◆ Esercizio ◆
Prosegui il testo sulla seconda stagione di After Life partendo da dove si interrompe.

◆ Parte del testo ◆
Non è facile trovare qualcosa di nuovo da guardare su Netflix ora che che siamo costretti in casa ormai da settimane. Immagino che molti, come me, avranno dato fondo alla scorte di serie arretrate con cui riempire le serate tutte uguali. Nella catastrofe del presente, per fortuna, è arrivata la seconda stagione di After Life, la serie scritta e interpretata da uno dei comici più famosi e acclamati del mondo, Ricky Gervais. Non è facile nemmeno trovare qualcosa che riesca a smontare anche solo per qualche ora la narrazione che ci circonda, un racconto della realtà che in questo preciso momento storico senza precedenti recenti oscilla tra la fantascienza distopica e il romanticismo stucchevole in stile “Andrà tutto bene”. L’evasione momentanea che un libro o un film possono regalarci è preziosa, ancora di più se a sospendere questo senso di prigionia arriva una bella dose di ironia fatta bene come quella che sta alla base di After Life. In sei episodi da poco meno di mezz’ora l’uno, anche questa seconda stagione, come la prima, riesce nell’intento molto ambito – ma spesso fallito – di farci ridere e piangere allo stesso tempo, grazie all’alternanza ben dosata di immedesimazione, cinismo ed empatia, che solo una scrittura umoristica ben strutturata come quella di Gervais può garantire.

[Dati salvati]

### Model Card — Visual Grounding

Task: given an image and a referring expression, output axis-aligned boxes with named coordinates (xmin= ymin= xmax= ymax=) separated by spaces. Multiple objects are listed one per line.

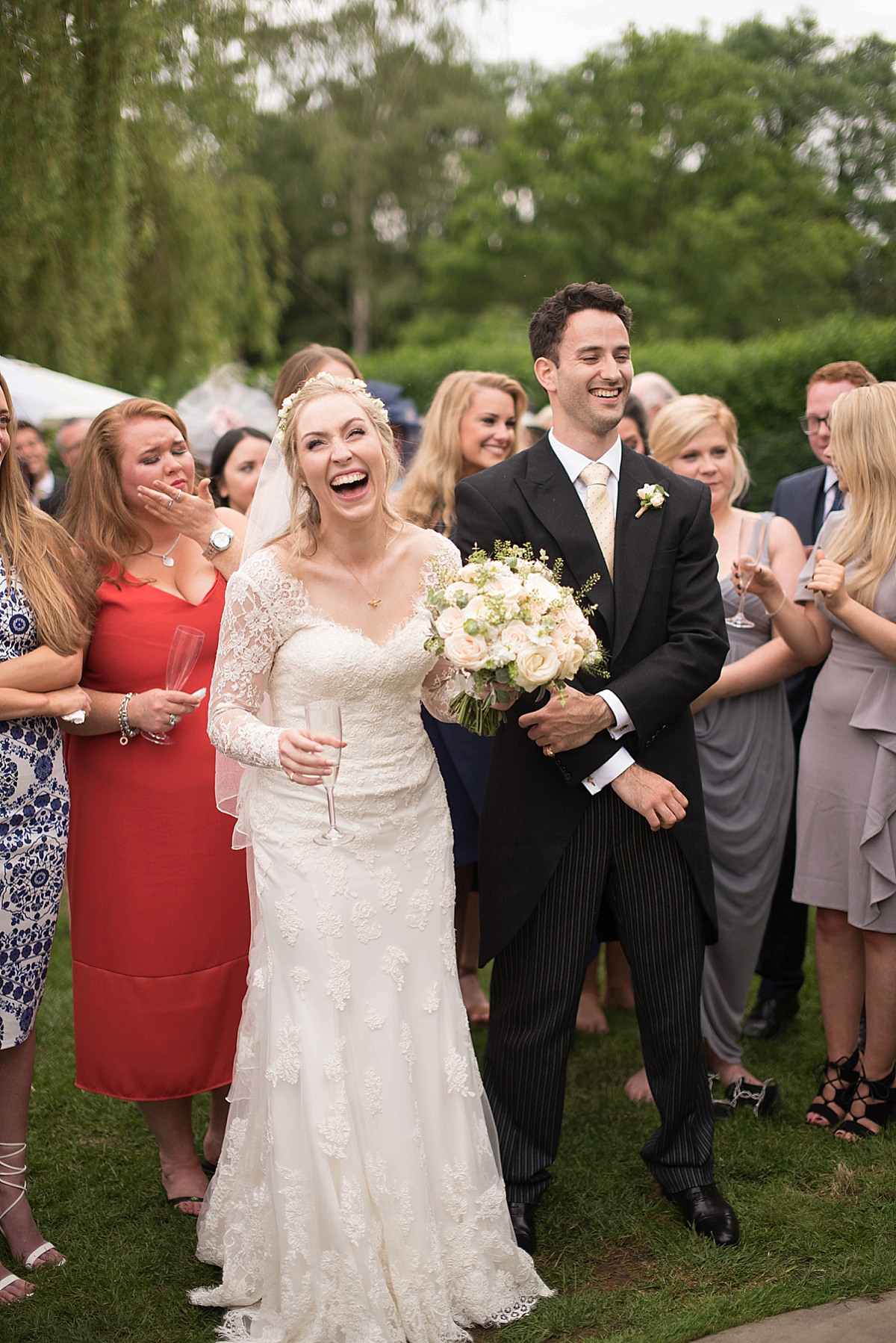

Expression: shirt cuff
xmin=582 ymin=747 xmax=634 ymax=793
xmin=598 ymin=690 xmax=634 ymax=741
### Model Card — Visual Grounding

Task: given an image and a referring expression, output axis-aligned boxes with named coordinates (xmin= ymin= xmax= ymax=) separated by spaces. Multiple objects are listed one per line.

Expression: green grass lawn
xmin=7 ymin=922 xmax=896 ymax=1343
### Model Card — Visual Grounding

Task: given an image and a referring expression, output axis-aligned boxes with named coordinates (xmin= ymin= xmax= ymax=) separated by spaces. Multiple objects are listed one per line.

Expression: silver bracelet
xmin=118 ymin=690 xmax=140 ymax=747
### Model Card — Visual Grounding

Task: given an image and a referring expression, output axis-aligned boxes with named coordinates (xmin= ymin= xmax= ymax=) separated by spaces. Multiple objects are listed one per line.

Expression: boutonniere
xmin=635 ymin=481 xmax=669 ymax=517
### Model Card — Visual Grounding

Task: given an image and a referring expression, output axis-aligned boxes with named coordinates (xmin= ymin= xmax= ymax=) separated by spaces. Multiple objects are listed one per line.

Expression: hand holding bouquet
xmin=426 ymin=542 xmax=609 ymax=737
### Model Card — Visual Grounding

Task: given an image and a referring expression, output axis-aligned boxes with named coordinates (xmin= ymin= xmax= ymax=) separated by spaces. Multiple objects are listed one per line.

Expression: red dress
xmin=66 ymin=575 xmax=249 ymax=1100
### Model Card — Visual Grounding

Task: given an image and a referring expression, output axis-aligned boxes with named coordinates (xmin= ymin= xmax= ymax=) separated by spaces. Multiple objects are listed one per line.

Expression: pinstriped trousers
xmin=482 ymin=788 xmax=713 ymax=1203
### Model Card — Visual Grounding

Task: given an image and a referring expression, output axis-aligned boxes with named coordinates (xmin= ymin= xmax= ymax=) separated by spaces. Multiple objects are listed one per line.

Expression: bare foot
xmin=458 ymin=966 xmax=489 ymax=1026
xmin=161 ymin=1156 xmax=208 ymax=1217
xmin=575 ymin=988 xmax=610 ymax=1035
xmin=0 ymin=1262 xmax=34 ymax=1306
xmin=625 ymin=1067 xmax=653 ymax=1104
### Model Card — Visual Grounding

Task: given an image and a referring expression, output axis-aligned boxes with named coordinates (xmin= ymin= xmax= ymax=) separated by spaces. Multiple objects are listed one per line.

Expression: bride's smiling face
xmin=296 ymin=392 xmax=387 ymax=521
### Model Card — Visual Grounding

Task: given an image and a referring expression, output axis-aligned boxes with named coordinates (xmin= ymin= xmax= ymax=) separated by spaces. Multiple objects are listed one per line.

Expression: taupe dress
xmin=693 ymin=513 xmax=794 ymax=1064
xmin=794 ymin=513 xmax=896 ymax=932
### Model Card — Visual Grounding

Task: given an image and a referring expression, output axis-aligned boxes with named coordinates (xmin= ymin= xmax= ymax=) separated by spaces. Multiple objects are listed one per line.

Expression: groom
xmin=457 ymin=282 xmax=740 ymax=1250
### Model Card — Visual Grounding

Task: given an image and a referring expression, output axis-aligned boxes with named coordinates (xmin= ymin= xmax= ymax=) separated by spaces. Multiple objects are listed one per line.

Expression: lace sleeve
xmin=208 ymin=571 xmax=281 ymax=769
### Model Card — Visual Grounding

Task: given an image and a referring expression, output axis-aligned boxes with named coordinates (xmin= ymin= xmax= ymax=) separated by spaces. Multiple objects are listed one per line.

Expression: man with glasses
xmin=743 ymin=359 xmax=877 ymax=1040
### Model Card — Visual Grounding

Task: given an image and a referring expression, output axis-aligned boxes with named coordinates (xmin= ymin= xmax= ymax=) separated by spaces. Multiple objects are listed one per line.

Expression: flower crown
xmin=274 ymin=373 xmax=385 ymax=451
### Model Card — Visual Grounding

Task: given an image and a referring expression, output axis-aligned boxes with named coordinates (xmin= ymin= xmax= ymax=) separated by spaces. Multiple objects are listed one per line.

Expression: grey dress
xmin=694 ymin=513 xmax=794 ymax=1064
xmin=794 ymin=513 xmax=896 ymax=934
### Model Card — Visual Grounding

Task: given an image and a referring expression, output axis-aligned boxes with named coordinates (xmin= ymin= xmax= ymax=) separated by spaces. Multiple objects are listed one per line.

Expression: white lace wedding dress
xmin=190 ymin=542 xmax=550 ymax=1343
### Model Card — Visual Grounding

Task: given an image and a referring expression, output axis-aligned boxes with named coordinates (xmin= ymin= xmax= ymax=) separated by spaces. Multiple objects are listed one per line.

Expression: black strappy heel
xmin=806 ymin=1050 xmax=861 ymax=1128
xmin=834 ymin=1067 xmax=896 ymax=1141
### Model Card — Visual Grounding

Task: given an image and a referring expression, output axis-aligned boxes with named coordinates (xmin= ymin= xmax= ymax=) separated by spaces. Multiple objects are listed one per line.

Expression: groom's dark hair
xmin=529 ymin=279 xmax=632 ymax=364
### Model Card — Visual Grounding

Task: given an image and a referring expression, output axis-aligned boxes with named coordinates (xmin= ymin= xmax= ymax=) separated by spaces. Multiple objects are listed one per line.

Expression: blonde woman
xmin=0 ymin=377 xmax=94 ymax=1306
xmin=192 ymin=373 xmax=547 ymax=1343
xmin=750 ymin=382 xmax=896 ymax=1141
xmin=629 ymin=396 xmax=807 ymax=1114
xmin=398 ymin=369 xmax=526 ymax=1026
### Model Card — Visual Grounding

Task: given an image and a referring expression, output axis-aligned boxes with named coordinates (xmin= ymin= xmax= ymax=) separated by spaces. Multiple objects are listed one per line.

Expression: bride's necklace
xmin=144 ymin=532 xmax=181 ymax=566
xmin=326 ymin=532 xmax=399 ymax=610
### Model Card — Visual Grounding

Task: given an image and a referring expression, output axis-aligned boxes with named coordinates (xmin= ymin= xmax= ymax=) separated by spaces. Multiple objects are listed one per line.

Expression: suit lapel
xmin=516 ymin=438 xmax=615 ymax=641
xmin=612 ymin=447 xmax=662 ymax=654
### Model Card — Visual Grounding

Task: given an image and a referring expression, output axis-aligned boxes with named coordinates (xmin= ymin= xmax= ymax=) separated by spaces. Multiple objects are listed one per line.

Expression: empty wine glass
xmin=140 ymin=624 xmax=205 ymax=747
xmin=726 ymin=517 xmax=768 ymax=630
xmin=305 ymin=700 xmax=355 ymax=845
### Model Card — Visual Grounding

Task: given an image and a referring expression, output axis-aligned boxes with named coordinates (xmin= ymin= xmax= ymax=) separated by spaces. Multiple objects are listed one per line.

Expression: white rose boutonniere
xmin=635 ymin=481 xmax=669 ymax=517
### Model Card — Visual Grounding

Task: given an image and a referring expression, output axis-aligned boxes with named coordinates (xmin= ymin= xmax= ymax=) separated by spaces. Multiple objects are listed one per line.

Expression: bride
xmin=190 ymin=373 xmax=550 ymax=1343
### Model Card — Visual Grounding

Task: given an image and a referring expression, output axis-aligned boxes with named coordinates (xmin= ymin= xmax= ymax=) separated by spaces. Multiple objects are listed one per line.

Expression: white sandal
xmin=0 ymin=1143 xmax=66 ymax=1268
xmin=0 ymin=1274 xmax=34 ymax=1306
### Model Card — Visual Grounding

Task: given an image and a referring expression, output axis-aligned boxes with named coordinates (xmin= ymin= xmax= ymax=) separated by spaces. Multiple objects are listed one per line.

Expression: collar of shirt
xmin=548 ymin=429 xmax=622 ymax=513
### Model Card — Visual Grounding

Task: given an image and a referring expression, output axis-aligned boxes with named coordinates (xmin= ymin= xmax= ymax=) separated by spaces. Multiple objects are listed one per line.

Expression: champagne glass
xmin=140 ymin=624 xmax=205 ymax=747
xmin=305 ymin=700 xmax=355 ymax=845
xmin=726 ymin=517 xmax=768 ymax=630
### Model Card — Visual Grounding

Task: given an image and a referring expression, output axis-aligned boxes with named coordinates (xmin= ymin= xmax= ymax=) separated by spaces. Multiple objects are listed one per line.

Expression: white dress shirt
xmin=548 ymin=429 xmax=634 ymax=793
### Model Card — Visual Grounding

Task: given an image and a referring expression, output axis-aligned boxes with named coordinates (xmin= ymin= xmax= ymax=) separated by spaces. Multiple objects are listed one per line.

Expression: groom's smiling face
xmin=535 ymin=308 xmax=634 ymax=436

...

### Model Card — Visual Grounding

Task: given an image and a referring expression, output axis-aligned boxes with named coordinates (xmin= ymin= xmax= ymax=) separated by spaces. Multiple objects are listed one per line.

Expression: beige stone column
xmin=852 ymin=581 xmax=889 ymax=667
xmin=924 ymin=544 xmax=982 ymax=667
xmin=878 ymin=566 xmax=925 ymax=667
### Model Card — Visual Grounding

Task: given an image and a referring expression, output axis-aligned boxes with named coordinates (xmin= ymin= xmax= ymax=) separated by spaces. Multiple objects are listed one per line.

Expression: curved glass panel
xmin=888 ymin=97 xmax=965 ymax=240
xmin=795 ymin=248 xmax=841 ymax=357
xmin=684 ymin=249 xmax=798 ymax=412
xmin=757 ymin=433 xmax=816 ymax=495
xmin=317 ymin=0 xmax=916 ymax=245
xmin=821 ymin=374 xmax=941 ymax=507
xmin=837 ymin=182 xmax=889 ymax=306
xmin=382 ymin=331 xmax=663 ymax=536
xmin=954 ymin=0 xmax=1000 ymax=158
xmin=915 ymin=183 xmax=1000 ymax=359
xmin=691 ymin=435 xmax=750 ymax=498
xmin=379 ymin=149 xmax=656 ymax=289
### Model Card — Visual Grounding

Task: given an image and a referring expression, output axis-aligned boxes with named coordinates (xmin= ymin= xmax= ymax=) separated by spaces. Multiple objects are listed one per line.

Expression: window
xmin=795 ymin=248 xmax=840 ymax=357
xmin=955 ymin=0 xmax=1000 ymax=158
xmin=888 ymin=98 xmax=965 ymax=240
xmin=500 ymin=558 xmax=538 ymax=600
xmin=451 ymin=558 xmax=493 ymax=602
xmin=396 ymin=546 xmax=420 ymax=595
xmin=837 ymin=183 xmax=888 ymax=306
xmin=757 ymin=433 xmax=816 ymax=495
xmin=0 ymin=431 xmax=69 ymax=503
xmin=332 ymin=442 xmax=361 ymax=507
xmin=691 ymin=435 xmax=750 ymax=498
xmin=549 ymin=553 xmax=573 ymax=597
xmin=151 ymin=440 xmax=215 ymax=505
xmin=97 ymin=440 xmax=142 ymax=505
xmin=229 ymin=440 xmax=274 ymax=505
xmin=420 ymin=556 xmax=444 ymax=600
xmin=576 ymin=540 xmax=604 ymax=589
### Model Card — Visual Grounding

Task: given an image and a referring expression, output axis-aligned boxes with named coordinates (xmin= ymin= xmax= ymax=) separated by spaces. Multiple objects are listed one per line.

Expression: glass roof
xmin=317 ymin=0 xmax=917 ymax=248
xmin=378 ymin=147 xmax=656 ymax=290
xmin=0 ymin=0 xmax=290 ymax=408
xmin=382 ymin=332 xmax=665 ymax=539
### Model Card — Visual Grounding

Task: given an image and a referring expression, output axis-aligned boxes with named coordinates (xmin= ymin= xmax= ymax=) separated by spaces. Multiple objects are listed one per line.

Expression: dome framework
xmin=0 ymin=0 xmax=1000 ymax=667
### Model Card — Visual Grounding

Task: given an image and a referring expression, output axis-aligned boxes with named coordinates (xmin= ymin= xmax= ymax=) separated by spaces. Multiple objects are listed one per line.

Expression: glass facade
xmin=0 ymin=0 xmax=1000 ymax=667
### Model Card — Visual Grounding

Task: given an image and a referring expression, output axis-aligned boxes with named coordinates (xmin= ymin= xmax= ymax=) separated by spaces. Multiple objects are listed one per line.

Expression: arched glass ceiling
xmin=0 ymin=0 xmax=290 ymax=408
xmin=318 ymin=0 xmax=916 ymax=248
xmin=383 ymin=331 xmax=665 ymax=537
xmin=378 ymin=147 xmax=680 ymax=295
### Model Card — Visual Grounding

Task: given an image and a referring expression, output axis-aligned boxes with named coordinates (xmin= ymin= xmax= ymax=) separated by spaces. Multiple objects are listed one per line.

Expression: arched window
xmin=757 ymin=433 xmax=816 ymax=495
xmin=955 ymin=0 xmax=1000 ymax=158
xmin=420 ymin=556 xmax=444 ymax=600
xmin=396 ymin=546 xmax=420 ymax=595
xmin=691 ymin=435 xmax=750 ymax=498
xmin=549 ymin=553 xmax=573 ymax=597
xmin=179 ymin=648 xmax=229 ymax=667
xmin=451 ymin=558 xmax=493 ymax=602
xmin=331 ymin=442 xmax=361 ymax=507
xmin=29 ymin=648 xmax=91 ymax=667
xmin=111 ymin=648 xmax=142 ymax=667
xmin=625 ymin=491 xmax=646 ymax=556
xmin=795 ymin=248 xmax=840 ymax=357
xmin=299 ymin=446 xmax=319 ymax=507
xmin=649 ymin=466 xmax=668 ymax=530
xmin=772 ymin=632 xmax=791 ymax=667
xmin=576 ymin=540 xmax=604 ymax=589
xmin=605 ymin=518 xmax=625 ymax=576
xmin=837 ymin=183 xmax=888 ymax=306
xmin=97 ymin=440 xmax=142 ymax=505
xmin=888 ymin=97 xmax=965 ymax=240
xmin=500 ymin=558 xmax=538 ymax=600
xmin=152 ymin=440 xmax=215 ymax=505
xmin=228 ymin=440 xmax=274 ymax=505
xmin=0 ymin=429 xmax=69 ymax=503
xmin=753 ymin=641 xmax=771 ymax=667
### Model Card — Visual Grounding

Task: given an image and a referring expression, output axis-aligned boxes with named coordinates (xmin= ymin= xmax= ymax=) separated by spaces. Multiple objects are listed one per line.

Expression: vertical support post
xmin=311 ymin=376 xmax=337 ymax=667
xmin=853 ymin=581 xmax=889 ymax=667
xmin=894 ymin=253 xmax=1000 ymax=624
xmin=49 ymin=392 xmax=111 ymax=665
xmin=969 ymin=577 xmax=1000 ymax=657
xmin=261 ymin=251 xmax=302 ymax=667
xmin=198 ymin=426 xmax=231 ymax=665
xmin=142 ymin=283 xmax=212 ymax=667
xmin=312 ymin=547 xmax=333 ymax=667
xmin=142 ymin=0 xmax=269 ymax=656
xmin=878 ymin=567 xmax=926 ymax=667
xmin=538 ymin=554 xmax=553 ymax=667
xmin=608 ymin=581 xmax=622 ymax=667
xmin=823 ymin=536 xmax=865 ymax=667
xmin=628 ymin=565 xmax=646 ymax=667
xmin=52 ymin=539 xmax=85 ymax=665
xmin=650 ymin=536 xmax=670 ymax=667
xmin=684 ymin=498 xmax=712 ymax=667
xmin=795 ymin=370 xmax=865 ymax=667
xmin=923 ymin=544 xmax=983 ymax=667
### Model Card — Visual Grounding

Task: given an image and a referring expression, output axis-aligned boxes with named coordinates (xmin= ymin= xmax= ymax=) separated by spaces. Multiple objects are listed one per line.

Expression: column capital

--

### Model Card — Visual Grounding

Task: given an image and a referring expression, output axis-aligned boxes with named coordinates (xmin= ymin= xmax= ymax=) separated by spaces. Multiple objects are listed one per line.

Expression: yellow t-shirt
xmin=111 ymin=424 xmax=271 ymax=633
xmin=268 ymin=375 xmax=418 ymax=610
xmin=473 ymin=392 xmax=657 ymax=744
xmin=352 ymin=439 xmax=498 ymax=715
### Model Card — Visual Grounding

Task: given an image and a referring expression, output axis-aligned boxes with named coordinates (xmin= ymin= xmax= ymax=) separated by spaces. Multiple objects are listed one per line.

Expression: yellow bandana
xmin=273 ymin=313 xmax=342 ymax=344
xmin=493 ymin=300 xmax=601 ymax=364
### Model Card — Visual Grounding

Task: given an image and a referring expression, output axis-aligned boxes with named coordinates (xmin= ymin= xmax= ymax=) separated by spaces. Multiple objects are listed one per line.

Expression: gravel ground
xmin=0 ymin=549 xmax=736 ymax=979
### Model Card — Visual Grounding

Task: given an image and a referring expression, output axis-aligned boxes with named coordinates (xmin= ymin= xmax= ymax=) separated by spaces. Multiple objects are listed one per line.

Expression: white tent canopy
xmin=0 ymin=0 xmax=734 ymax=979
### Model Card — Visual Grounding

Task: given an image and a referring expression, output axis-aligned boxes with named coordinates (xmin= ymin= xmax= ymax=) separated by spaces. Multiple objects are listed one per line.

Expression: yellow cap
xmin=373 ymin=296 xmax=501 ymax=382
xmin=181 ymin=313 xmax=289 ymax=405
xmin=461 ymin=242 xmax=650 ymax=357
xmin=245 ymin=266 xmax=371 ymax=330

◆ Risultato ◆
After Life è il racconto di una vita normale, di un qualsiasi abitante del Regno Unito che si ritrova inserito nella quotidianità ripetitiva di una piccola città di provincia. Non ci sono grandi eventi, non ci sono effetti speciali né creature leggendarie, non c’è nessuna storia d’amore romanzesca, né bambini che hanno esperienze paranormali: c’è solo un uomo di mezza età che si trova ad affrontare la tragedia di rimanere vedovo prematuramente e di sentire ogni giorno la mancanza della donna che ama e, di conseguenza, del senso della vita. Detta così sembra l’incipit di una serie sulla depressione dell’uomo medio, un racconto che nessuno in questo momento avrebbe voglia di ascoltare, come se non ci fossero già abbastanza motivi per disperarsi da soli. Invece After Life arriva con un tempismo perfetto a mostrarci che il senso delle cose, proprio quando sembra sfumare, in effetti non c’è; o perlomeno, non c’è in quanto tale, se non attraverso il modo in cui possiamo prenderci cura degli altri, nell’apporto infinitesimale che possiamo dare per la comunità di cui facciamo parte, come capisce il protagonista – che è Ricky Gervais stesso – dopo l’ennesimo pensiero suicida: “Vale la pena restare, magari per riuscire a rendere il mio piccolo angolo di mondo un posto leggermente migliore”.
Per certi versi, costruire una serie su un presupposto banale – la narrazione delle “piccole cose”, un tema assai inflazionato e già esplorato da molti – potrebbe essere una scommessa persa in partenza. Intrattenere un pubblico che ha a disposizione cataloghi con centinaia di titoli senza sorprendere con qualche idea geniale e rivoluzionaria è una missione che si impongono tutti gli autori di prodotti audiovisivi recenti, e il risultato non è poi così eccellente. Se fino a qualche anno fa ogni nuova serie che usciva sembrava un capolavoro incredibile, oggi abbiamo fatto il callo al genere e a stento ricordo l’ultima volta che ho provato una sensazione come quella da finale di Breaking Bad, per usare un esempio entrato nella storia della serialità.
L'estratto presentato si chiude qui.